» Instructions to follow: Find the line containing "Can you see the wooden", then return it and every line after it through the end of the records, exactly. Leave out pictures.

(Natural language region descriptions)
---

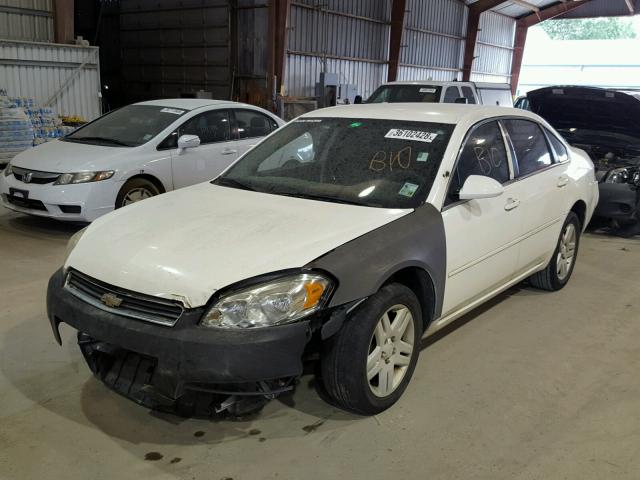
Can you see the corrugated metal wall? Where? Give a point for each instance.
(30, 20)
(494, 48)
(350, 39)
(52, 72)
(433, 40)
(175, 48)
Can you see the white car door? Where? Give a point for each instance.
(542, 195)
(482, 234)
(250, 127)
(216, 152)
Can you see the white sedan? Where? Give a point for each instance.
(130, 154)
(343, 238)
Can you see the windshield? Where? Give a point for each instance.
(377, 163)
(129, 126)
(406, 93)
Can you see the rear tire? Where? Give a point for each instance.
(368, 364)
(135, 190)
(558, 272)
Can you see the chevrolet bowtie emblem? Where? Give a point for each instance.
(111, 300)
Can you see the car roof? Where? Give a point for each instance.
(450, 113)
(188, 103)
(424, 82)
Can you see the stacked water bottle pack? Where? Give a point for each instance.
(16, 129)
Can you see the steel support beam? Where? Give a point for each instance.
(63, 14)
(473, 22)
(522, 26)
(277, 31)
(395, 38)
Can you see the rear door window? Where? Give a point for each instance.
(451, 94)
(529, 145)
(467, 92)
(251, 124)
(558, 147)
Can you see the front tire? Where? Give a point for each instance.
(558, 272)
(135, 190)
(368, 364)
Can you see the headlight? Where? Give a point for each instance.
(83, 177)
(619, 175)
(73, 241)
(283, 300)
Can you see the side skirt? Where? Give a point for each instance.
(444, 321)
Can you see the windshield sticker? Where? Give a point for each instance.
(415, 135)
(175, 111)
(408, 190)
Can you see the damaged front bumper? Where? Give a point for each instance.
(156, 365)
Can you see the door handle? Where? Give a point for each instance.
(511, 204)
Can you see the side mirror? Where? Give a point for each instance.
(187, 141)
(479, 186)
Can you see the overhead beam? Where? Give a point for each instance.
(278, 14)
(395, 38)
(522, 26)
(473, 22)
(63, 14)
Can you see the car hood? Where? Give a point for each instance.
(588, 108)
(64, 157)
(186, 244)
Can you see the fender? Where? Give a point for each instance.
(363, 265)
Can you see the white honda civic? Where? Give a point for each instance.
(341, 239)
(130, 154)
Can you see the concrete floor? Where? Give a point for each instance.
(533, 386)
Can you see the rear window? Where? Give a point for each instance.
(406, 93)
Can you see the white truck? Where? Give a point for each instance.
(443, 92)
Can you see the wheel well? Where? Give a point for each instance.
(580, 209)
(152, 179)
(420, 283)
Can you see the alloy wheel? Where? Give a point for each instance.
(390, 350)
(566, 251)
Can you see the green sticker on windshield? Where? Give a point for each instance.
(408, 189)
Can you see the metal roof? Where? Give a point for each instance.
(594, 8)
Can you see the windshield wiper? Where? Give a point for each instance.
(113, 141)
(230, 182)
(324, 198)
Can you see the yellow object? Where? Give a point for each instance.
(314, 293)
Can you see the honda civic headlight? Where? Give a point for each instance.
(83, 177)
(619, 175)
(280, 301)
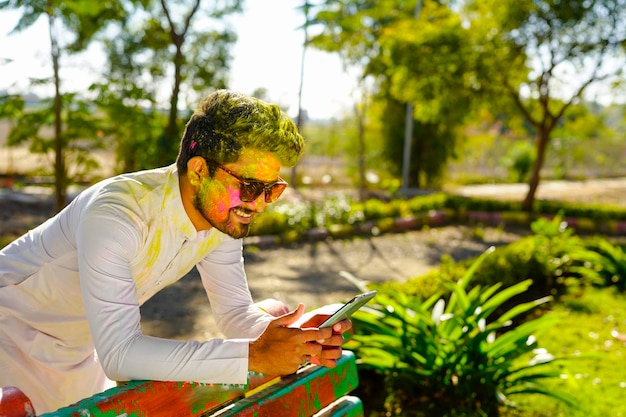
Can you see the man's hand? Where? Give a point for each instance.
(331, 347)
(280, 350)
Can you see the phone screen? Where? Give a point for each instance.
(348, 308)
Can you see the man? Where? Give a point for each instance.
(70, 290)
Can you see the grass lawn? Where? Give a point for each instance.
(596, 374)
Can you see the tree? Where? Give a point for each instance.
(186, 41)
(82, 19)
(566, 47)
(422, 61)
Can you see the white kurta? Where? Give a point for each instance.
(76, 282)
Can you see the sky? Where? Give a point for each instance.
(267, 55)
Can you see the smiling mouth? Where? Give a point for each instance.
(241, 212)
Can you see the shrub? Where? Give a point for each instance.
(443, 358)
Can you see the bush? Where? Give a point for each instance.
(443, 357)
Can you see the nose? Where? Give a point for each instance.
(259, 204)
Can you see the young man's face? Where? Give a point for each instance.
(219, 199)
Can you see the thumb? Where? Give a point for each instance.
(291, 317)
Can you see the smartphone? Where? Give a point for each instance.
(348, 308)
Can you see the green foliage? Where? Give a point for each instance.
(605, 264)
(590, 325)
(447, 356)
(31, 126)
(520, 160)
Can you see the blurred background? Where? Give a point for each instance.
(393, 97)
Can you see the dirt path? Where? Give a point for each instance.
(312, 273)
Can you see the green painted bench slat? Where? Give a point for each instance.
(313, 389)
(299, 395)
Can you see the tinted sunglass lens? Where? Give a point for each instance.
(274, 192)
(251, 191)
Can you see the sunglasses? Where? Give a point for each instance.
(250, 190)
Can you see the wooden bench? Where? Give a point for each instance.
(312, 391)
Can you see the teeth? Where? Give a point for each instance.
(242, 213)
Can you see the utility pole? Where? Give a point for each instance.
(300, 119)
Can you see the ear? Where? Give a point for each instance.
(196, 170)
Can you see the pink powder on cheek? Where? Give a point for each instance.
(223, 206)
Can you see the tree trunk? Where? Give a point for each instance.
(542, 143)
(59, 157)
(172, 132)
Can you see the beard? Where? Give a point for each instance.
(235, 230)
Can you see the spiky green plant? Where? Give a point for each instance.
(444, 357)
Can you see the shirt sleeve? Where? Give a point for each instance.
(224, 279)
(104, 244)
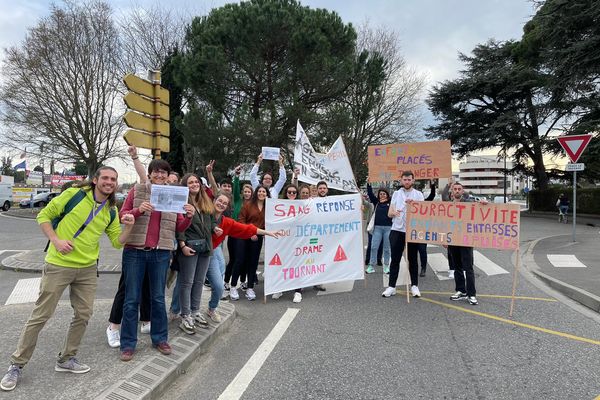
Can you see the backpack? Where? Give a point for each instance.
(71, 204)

---

» Output for this task:
Can you see the wooden bench? Where? Give a point for each instance.
(312, 391)
Can you see the teeth? Where? Give a point for each instance.
(242, 213)
Can you see the utility pole? Where? Give a point for each instance.
(300, 119)
Can you see the ear? Where? Give a point for each instance.
(196, 170)
Can you see the pink powder on cheek? Where? Give a point for each instance.
(223, 206)
Can you see the tree trunk? Where? Give a point for each instance.
(542, 143)
(59, 157)
(172, 132)
Can you see the beard? Where? Give a point for each instance.
(235, 230)
Can you see the spiky green plant? Where? Give a point for each instance.
(444, 357)
Can you see the shirt sleeve? Where? Give a point for each instance.
(224, 279)
(104, 244)
Can you see the backpack? Where? Give a point for each instance.
(71, 204)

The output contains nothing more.